Читаем Сезанн. Жизнь полностью

Первое время такой поддержкой был Золя – истинно верующий. «Я верю в тебя», – упорно повторял Золя снова и снова{86}. Точно так же, как сам он, Золя, мог стать великим писателем, Бальзаком своего времени, так и его друг Поль мог стать великим живописцем. Что и подразумевалось, когда они сообща грезили о будущем в позднем отрочестве и ранней молодости. С годами их вера изрядно пообтрепалась. Возникли трудности с выбором предтечи. Золя мог стать Бальзаком. Но кем мог стать Сезанн? Не Энгром же, которого Сезанн высмеивал с юных лет! «Энгр, несмотря на свой эстиль [Сезанн воспроизводит здесь экское произношение слова «стиль»] и несмотря на своих почитателей, на самом деле совсем небольшой художник», – писал Сезанн{87}. Делакруа? Курбе? Потом и Золя предлагал их же; однако нотка двусмысленности омрачала радужную картину будущего. «Столь сильные и правдивые полотна могут вызвать у буржуа улыбку, – писал он в 1877 году, – и тем не менее в них обнаруживаются задатки очень большого дарования. Придет день, когда месье Поль Сезанн полностью овладеет своим талантом и создаст творения неоспоримого превосходства». Но день этот все не наступал. Три года спустя Золя заявил: «Месье Поль Сезанн, художник большого темперамента, не устающий биться над исследованием творческого метода, по-прежнему тяготеет к Курбе и Делакруа»{88}.

С течением времени Золя утратил веру в способность Сезанна достичь величия. Лет в тридцать он переключился на Мане, который написал его портрет в манере, которая вскоре станет для художника привычной. Накал отношений заметно ослабел, но связь не прерывалась. Сезанн по старой памяти продолжал чуть что обращаться к Золя, пока ему не перевалило хорошо за сорок. Золя был ему другом и духовником, вожатым и вдохновителем, сторожем и стрекалом, маяком, товарищем «по первому требованию», доверенным посредником и кредитором последней инстанции. Кое-что он, конечно, утаивал, но больше, чем перед своим злым гением (как однажды назвал себя Золя{89}), он не раскрывался ни перед единой живой душой.

ЧТО НУЖНО СДЕЛАТЬ:
[1] Переведите на английский язык предложение из фрагмента о Сезанне и Золя: «Накал отношений заметно ослабел, но связь не прерывалась.»
[2] В каком году, согласно фрагменту о Сезанне и Золя, Золя написал, что полотна Сезанна могут вызвать у буржуа улыбку?
[3] Перечислите всех художников, кроме самого Сезанна, которые упомянуты во фрагменте о Сезанне и Золя.
Эти данные взяты из другого источника.

Примеры распознавания:
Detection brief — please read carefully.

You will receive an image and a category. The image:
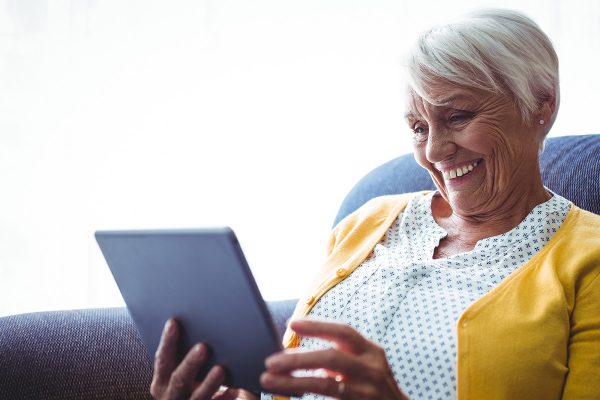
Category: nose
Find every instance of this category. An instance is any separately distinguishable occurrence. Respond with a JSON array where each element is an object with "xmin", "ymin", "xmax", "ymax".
[{"xmin": 425, "ymin": 125, "xmax": 457, "ymax": 163}]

ОТВЕТЫ К ЗАДАНИЯМ:
[1] The intensity of the relationship noticeably weakened, but the connection was not broken.

[2] В 1877 году.

[3] Энгр, Делакруа, Курбе, Мане.